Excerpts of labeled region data
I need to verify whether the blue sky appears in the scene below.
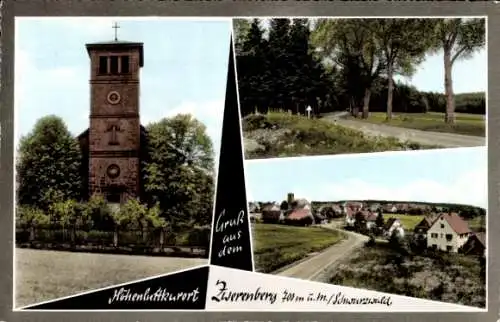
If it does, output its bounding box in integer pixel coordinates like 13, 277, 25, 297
245, 147, 488, 207
396, 49, 488, 94
15, 17, 231, 154
256, 19, 488, 94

▶ [What the task requires]
Render the lines above as a JSON list of strings, one string per line, leaving out blank lines and the picture.

▶ [Solved exercise]
[
  "I need to verify whether the blue sky appears in the scene below.",
  "If it does, output its bounding box in integer pixel coordinates like 13, 277, 25, 297",
  "245, 147, 488, 207",
  "396, 49, 488, 94",
  "15, 17, 231, 154",
  "256, 19, 488, 94"
]